ACTIONS TO TAKE:
**1)** In the text on Brucella phagosomes, why did the work compare smooth and rough strains? Answer in one to three sentences.
**2)** Carry on the text on Brucella phagosomes, picking up after its last heading.

SUPPLIED TEXT:
════════════════

In the present work, we analyzed interactions between different Brucella strain-containing phagosomes and lysosomes in murine macrophages and, especially, we compared smooth and rough strains to study the involvement of the O antigen in fusion inhibition. In addition, we studied the involvement of lipid rafts in the entry and short-term survival of rough mutants in comparison to smooth mutants to determine the function of the LPS O antigen. In smooth strains, the presence of the O side chain is essential for the early inhibition of phagosome-lysosome fusion, and contrary to smooth strains, rough mutants, which lack the O antigen, do not enter host cells via lipid rafts and rapidly undergo phagosome-lysosome fusion.

MATERIALS AND METHODS

Reagents.

N-Hydroxysuccinimidyl ester 5-(and-6)-carboxyfluorescein and Texas red-dextran (TRD) (molecular weight of 70,000) were purchased from Molecular Probes (Eugene, Oreg.). Filipin, β-methyl cyclodextrin, and cholera toxin B subunit were obtained from Sigma-Aldrich (St. Quentin Fallavier, France).

Cell culture.

════════════════

SUPPLIED MATERIAL:
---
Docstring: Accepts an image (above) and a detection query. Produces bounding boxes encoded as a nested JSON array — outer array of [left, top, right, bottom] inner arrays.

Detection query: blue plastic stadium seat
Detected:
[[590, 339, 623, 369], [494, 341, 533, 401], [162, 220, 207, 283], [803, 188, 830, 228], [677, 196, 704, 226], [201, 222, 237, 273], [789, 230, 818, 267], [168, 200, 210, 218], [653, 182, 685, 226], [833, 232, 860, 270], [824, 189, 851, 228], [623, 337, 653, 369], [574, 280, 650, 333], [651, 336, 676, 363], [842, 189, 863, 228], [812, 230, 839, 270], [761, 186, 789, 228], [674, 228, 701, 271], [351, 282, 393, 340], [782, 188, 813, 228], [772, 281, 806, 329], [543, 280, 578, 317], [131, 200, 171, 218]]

════════════════

TASK-BY-TASK OUTPUTS:
**1)** Rough mutants lack the O antigen, while smooth strains have it. Comparing the two let the authors study how the O antigen is involved in inhibiting phagosome-lysosome fusion.

**2)**
J774.A1 cells (from a murine macrophage-like cell line) were grown in RPMI 1640 medium with glutamax I (Gibco/BRL) containing 10% heat-inactivated fetal calf serum (complete medium) at 37°C and 5% CO₂. Cells were resuspended at a concentration of 2 × 10⁵ cells/ml and cultured for 1 day in 24-well plates on glass coverslips for microscopy.

Bacterial strains, culture, and preparation.

Bacterial strains used throughout the experiments are summarized in Table 1. Brucella canis, B. suis manB, B. melitensis B3B2, and B. suis virB5 constitutively expressed green fluorescent protein (GFP) and were prepared as described previously for B. suis 1330 p/sog (16, 24). B. suis 18E10 and B. suis 20C2 were obtained by transposon mutagenesis. GFP was directly integrated on the genome, and the resulting fluorescent B. suis was the acceptor strain for transposon Tn5 (15). Heat-killed B. suis was labeled with fluorescein as described previously (27). Bacteria were grown in tryptic soy broth (Difco Laboratories) at 37°C overnight to stationary phase. Killed bacteria were obtained either by incubation at 65°C for 30 min or by treatment at 37°C for 1 h with gentamicin (1.2 mg/ml). Smooth strains (B. suis and B. suis virB5) were opsonized with polyclonal murine anti-Brucella antibodies for 30 min at 37°C.

TABLE 1.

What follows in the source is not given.